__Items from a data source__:
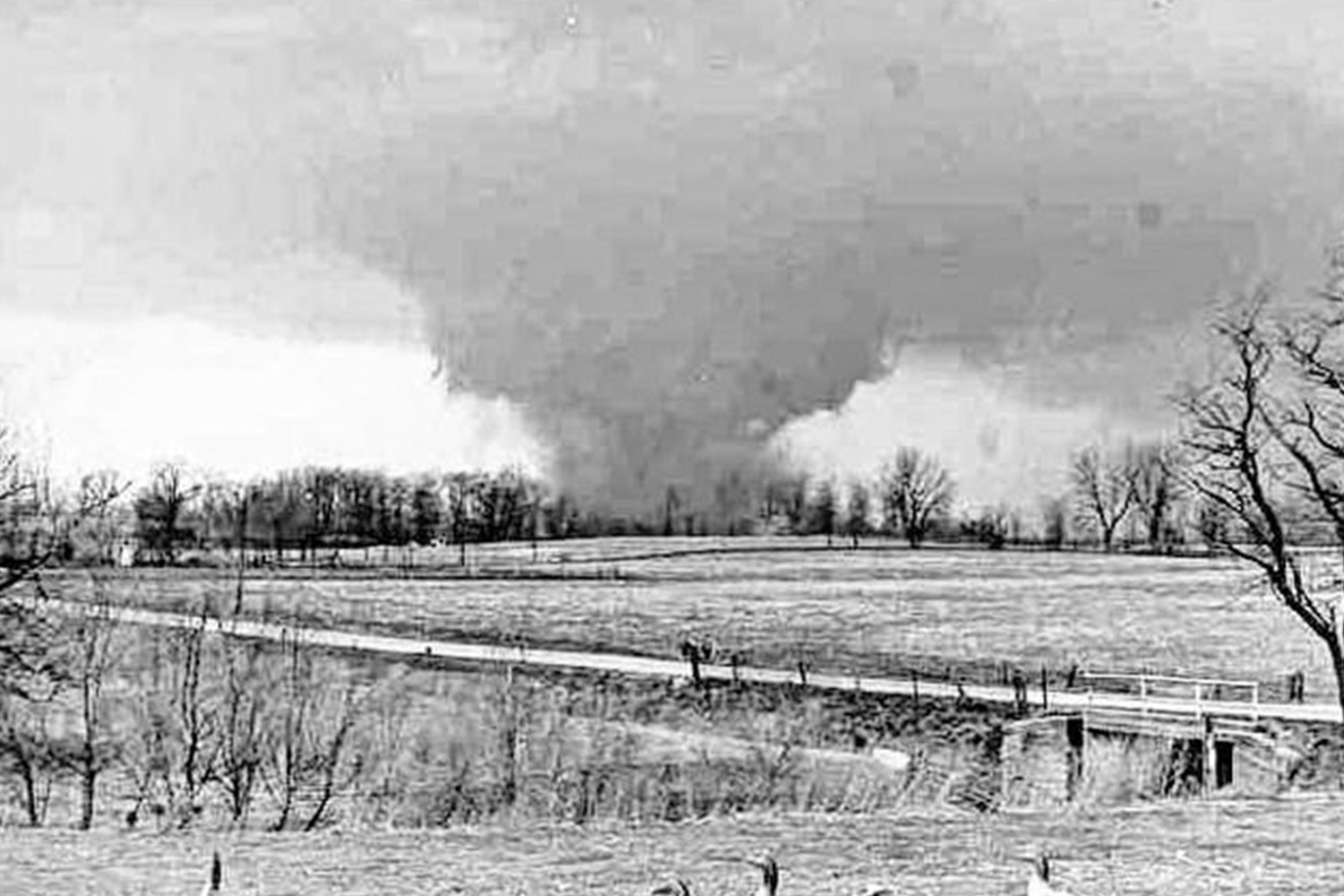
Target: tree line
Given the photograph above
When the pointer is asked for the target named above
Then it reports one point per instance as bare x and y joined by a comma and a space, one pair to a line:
1133, 495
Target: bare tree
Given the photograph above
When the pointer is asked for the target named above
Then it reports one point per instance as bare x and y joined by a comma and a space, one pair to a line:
27, 751
823, 511
1054, 519
916, 490
90, 638
99, 493
1266, 433
1104, 489
161, 509
242, 732
1156, 473
857, 512
311, 735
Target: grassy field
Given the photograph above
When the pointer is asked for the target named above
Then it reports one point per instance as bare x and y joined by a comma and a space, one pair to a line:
1265, 848
876, 610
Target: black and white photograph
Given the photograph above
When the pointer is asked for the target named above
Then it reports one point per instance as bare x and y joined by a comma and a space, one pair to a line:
690, 447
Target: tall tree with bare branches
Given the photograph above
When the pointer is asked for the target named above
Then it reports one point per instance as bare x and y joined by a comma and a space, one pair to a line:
916, 490
1156, 476
1104, 490
1266, 433
161, 511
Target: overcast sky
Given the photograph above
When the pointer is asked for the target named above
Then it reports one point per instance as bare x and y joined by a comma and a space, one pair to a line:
642, 237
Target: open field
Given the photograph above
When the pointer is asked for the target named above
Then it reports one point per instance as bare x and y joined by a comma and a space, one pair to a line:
879, 611
1265, 848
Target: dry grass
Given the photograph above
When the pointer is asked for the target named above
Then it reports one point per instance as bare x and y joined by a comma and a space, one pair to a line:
1265, 848
883, 611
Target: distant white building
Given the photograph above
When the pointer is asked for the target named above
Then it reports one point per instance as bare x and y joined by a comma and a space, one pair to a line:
126, 552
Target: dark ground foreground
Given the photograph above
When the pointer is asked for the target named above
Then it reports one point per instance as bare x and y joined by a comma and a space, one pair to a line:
1254, 847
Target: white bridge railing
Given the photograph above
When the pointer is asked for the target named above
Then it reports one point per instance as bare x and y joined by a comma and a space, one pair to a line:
1172, 694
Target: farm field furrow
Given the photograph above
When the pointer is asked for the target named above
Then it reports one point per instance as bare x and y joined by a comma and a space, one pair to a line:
878, 613
1271, 848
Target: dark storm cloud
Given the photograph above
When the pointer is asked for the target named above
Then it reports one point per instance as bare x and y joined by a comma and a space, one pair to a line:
669, 228
659, 271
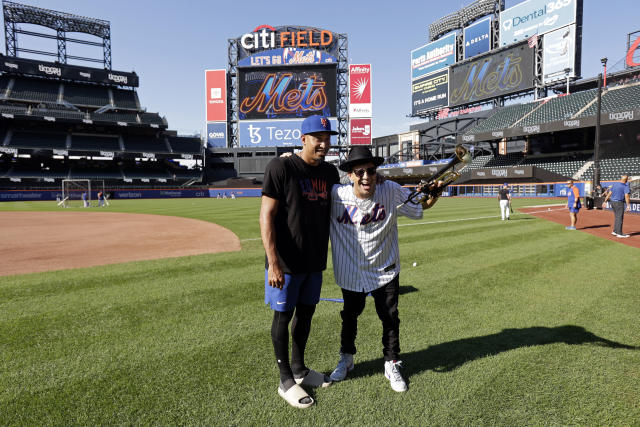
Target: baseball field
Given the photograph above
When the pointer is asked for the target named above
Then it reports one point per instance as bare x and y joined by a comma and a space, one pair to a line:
502, 323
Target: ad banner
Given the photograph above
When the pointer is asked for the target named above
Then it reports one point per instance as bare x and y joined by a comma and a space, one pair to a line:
216, 95
477, 38
508, 71
360, 90
535, 17
360, 132
74, 72
559, 54
275, 133
430, 92
433, 56
287, 92
217, 134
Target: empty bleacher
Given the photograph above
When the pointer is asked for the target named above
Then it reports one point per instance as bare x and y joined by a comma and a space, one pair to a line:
86, 95
35, 90
185, 145
146, 144
125, 99
504, 117
115, 117
94, 143
45, 140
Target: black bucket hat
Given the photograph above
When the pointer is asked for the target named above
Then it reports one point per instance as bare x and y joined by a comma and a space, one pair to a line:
359, 154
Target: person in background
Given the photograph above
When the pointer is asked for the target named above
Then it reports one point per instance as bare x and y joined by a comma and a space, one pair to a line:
573, 204
504, 196
619, 195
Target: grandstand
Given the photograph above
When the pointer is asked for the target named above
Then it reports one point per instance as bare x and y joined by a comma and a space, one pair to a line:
61, 121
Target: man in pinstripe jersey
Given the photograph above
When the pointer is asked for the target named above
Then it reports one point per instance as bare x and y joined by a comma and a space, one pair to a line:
366, 259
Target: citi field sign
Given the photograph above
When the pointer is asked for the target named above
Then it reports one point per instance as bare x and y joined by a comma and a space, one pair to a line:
267, 37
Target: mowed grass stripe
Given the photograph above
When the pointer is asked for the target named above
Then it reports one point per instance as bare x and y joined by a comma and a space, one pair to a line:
502, 323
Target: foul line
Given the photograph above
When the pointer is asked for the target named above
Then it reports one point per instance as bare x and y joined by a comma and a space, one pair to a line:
464, 219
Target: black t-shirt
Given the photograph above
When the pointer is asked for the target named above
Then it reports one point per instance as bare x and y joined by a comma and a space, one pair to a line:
302, 220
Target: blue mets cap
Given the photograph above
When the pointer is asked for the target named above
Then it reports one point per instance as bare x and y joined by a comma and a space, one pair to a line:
314, 124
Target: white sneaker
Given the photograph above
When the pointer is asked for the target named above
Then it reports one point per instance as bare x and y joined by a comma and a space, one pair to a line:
345, 364
392, 372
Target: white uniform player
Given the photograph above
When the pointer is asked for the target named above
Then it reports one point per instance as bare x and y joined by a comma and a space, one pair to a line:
366, 258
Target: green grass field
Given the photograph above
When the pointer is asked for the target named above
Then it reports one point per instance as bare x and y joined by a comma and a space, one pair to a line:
503, 323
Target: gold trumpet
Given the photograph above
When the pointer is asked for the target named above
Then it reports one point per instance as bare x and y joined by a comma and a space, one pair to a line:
429, 188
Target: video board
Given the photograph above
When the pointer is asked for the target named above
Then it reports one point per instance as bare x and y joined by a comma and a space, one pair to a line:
287, 92
501, 73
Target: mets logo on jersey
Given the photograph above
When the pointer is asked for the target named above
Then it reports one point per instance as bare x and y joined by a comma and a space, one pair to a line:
314, 189
377, 214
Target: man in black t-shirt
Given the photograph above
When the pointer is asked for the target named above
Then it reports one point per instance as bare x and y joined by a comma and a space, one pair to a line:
505, 201
294, 224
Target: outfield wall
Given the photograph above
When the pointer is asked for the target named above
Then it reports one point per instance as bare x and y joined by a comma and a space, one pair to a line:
52, 195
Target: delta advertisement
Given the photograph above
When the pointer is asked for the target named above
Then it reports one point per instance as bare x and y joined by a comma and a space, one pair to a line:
360, 91
535, 17
287, 92
477, 38
430, 92
433, 56
360, 131
274, 133
559, 54
508, 71
216, 95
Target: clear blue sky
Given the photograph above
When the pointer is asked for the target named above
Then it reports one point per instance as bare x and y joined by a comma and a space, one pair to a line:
170, 44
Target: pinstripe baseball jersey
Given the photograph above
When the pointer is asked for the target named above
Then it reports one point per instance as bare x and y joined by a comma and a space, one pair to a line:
364, 235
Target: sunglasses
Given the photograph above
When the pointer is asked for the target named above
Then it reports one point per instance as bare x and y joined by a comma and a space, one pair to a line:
360, 172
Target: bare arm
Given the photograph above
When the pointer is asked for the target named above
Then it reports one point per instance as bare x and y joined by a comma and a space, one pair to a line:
268, 211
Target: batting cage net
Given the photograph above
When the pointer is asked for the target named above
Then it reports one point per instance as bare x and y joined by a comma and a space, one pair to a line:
81, 192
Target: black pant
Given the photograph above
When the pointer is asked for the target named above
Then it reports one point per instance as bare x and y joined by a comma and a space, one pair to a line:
618, 212
386, 300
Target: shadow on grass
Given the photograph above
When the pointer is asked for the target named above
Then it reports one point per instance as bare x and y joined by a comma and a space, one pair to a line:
594, 226
451, 355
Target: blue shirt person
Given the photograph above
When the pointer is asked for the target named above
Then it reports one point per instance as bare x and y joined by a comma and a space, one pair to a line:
619, 195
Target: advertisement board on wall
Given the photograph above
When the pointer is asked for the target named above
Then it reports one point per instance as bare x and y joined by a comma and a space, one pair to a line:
287, 56
287, 92
430, 92
11, 64
508, 71
632, 58
216, 95
433, 56
274, 133
360, 131
535, 17
477, 38
559, 54
360, 90
217, 134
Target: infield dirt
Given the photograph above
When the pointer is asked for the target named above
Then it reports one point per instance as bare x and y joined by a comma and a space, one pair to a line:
596, 222
45, 241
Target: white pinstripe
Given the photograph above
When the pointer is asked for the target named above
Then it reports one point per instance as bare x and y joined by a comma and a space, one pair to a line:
364, 244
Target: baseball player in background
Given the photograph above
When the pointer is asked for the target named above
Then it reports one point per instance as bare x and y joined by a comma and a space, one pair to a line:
573, 204
366, 259
504, 196
294, 224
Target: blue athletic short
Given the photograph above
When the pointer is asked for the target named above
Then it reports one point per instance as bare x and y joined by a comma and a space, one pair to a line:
298, 288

__SHORT PROBLEM__: Reproduce only the lines running from the one that contains "Target: infield dirt" to the last line of the records.

__TASK RESPONSE__:
Target: infield dirt
Given the photograph above
When the pointer is asked for the target named above
Then it reports one point per instance as bare x and y joined by a comma and a space, one pair to a line:
596, 222
45, 241
Target: white pinstripe
Given the photograph above
When the pointer is asked for the target named above
Then it reports one point per instance as bare x and y joined by a comma and a space, one pair to a line:
364, 244
Target: baseball player in background
Given the photograph above
When the pointer is asked for the target named above
Then it reports one point per instance as bare x and y joined by a comma and a space, one pair to a line:
573, 204
366, 259
504, 196
294, 224
Target: blue athletic short
Given the photograph above
When the pointer is asked for the target named above
Then it reports one point per instance as bare x and y joined by a comma and a space, one pair to a line:
298, 288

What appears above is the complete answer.